INPUT RECORDS:
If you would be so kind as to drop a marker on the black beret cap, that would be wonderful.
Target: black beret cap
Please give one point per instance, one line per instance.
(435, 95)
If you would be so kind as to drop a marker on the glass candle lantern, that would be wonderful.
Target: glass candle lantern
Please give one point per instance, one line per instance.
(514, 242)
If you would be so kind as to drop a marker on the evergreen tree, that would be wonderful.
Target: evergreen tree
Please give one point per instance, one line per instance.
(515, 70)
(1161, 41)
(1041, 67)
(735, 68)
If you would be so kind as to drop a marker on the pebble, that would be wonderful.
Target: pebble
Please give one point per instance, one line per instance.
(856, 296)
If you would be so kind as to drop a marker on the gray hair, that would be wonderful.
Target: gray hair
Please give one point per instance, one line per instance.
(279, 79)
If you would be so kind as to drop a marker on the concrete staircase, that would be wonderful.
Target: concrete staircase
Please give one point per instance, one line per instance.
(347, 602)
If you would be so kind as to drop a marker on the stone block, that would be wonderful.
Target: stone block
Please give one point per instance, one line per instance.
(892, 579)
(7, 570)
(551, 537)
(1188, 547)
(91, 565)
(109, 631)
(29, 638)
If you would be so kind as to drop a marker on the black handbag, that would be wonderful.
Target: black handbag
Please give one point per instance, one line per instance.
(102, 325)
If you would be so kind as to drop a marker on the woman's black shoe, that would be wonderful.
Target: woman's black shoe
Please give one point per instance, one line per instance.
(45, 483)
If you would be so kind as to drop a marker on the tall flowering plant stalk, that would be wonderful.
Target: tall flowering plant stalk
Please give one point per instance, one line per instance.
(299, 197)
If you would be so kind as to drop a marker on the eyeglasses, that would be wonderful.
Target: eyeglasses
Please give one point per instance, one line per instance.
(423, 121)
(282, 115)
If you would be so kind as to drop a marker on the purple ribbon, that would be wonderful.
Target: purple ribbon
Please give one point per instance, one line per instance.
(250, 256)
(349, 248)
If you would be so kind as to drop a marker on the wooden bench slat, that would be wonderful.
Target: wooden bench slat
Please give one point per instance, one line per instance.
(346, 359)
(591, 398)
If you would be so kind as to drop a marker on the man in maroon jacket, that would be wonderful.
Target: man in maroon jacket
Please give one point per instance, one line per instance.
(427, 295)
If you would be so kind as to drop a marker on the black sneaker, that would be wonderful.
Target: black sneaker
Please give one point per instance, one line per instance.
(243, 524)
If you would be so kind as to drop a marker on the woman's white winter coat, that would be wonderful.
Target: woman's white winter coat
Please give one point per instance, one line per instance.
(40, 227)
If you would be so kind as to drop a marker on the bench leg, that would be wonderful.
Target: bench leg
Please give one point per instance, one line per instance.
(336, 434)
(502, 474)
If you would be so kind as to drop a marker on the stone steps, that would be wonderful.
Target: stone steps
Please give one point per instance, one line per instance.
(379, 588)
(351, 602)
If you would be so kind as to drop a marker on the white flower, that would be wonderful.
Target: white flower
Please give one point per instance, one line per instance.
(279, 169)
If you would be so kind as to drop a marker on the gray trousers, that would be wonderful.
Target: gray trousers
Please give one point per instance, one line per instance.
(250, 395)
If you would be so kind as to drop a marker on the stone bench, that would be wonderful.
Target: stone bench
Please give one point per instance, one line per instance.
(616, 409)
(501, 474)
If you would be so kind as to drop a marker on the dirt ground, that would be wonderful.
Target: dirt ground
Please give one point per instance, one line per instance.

WHAT TO DO:
Rescale the listing from the line containing "jacket, that would be wonderful." through the end of the listing, inclusive. Give only those lines again, requests unchanged, with each coordinate in the answers multiplied by 1.2 and rounded to a whole number (halves round up).

ANSWER FOR THIS EXERCISE:
If you would be so kind as to drop a marker on the man in maroon jacket, that would be wonderful.
Target: man in maroon jacket
Please give one point per instance, one line per instance.
(512, 354)
If you would be so kind as to drop a marker on the black sneaker, that would be wonderful.
Target: black sneaker
Please give one point per instance, one line per instance.
(292, 629)
If you would be so kind as to drop a marker on the woman's white winter coat, that would be wonderful.
Target: woman's white winter coat
Please give one point per instance, one line per instance.
(48, 272)
If you would be so kind as to drop a marker on the bench leg, that would be wonderful.
Target: bench leg
Please give one point per instance, one line per instance.
(403, 521)
(602, 569)
If you would be so kind as to drop a marker on the stone steps, that would be wonderful.
Target: stone steps
Please give one point per instance, one line per instance.
(455, 706)
(421, 722)
If you would be so kind as to drop a marker on the white flower, that would be wonderful.
Target: white flower
Please give one point per instance, one line per instance.
(335, 203)
If you would be so kind as to drop a marker on the gray trousers, that would be wonderful.
Target: gray trousers
Please give one point per instance, one line per instance.
(300, 474)
If you would be so kind as to drop a marker on the stone bench, that would be wonderful.
Target: stone bench
Please give one point per instance, one line per instance.
(739, 491)
(601, 569)
If you would be so kind as to drop a marker on the dirt ground, that would be wonderful.
Target: dirt ground
Please give one point per instance, one line per instance.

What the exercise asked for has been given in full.